## WORK REQUEST:
Your task is to return the span of lines beginning at the one with "[[382, 292]]" and ending at the last line of the data, exactly as it stands.

----- PROVIDED DATA -----

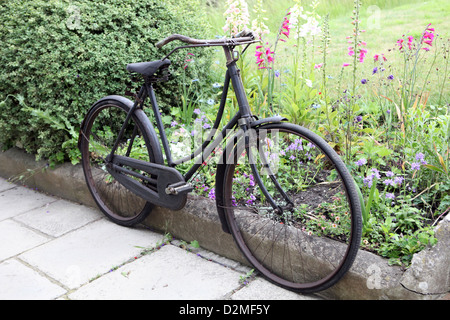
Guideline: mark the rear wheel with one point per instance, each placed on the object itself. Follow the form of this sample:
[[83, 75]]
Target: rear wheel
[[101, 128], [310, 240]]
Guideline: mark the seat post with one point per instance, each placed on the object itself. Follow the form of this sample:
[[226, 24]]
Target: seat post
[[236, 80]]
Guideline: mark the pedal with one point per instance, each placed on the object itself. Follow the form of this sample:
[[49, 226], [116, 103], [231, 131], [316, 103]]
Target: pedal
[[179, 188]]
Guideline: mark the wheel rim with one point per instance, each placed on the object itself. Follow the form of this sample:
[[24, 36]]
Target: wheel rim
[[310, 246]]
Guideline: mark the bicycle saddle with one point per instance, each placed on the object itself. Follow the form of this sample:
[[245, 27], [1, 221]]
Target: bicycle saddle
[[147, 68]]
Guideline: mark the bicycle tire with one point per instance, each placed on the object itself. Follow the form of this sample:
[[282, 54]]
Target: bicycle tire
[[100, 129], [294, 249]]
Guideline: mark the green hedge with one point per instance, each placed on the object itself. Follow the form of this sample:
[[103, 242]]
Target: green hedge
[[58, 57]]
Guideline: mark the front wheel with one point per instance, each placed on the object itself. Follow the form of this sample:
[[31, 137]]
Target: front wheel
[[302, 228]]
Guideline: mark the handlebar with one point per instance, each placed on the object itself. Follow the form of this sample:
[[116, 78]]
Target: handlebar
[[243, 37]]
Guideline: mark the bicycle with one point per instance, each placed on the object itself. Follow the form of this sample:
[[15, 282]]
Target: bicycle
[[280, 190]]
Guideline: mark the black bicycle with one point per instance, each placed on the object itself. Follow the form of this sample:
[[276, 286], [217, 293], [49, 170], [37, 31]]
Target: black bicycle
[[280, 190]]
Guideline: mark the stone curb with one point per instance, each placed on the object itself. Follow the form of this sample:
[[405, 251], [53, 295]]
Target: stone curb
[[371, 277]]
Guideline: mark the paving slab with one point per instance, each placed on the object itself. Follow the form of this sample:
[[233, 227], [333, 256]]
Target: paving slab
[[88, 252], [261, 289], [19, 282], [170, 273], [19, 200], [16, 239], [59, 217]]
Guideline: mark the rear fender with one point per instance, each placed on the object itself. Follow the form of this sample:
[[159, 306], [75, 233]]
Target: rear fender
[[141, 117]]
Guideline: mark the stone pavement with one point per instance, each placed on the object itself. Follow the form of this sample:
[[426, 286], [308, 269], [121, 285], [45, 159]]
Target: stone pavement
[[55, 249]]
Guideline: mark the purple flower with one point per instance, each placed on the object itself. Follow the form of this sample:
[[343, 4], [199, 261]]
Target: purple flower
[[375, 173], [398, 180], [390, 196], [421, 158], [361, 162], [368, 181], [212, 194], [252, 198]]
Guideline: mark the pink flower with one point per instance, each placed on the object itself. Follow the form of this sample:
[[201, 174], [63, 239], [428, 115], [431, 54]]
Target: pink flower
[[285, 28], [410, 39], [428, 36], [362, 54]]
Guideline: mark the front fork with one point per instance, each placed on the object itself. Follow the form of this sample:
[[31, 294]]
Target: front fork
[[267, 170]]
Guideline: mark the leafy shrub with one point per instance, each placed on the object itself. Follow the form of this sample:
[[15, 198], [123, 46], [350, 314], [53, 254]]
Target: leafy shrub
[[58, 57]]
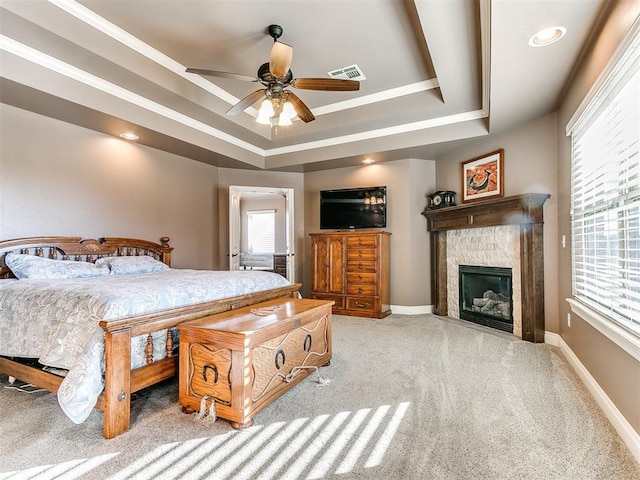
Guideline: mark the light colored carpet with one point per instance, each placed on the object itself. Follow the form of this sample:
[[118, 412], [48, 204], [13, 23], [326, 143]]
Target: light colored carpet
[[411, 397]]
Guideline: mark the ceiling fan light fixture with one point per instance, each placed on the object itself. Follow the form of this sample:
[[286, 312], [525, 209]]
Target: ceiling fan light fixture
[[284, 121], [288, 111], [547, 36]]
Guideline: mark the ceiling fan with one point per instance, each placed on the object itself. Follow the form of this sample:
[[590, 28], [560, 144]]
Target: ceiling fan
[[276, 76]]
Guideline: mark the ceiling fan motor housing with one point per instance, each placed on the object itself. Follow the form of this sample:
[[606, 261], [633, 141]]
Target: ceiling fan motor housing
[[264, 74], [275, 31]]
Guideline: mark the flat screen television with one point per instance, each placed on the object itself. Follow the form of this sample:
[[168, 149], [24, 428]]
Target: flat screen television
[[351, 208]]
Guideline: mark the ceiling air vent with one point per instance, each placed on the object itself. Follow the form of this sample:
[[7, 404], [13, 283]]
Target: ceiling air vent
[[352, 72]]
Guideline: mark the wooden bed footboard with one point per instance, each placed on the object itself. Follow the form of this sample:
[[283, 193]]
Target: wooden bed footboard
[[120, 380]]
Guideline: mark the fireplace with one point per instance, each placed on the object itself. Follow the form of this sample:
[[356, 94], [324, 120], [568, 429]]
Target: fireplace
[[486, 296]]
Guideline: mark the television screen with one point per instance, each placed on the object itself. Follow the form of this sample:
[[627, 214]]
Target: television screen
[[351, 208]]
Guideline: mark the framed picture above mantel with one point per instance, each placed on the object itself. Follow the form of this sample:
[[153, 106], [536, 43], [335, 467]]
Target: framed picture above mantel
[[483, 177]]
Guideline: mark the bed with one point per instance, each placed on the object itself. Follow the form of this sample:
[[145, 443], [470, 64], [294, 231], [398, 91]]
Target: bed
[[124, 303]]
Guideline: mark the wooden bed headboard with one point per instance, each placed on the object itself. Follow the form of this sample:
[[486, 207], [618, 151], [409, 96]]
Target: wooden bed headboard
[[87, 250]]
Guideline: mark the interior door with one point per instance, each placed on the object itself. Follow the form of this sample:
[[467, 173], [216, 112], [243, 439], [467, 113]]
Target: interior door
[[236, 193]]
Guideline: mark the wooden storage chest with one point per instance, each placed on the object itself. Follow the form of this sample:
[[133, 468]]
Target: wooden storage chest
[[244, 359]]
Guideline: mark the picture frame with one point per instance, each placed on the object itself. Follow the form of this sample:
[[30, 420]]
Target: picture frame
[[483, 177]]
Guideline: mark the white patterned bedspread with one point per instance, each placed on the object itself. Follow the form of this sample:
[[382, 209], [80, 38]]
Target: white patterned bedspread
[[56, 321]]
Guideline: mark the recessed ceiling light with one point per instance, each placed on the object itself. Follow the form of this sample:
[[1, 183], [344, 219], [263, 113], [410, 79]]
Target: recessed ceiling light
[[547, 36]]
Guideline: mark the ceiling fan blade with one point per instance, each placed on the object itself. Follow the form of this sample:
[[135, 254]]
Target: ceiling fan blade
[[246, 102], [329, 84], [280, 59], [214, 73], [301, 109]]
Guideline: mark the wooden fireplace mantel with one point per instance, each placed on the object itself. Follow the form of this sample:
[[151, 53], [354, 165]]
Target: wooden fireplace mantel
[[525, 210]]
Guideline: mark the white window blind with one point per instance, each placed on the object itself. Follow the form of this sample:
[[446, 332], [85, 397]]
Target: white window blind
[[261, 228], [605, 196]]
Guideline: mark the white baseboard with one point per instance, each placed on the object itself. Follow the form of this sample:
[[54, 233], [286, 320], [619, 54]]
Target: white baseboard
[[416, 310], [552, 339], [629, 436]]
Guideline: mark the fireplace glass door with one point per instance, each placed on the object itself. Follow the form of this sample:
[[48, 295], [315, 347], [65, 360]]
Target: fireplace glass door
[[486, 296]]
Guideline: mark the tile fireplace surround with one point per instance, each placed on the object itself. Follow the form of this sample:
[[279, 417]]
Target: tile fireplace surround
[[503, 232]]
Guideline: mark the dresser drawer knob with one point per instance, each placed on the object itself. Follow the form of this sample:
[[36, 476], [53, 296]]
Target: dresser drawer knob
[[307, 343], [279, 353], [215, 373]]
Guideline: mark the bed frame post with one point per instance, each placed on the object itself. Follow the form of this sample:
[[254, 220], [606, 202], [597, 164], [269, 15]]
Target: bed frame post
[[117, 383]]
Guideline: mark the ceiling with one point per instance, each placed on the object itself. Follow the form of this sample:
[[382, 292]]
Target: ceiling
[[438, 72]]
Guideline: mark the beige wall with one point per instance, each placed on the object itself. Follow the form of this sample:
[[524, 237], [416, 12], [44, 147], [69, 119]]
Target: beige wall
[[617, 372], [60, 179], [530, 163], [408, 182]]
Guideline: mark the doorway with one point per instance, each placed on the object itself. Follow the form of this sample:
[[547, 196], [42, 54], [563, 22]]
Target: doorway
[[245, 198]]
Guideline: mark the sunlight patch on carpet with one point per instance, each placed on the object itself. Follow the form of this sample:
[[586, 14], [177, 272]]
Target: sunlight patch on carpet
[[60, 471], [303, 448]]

-----

## SOLUTION BELOW:
[[382, 292]]
Target: ceiling
[[438, 72]]
Guideline: mark the beige wall with one point per instance, each placed on the object itself. Follow the form of this sample:
[[524, 237], [416, 12], [44, 147], [69, 119]]
Target: beige wall
[[617, 372], [60, 179], [530, 163], [408, 182]]
Guideline: mark the doorway with one point per instance, each placed on the object itself. Follow the form of this sample:
[[547, 196], [42, 54], [563, 22]]
Target: doorway
[[245, 198]]
Guideline: mark the sunlight patch on carpet with one point per instance, each placed on the object itself. Follow the form of this sample:
[[586, 14], [177, 272]]
Target: sunlight patch on carpet
[[60, 471], [303, 448]]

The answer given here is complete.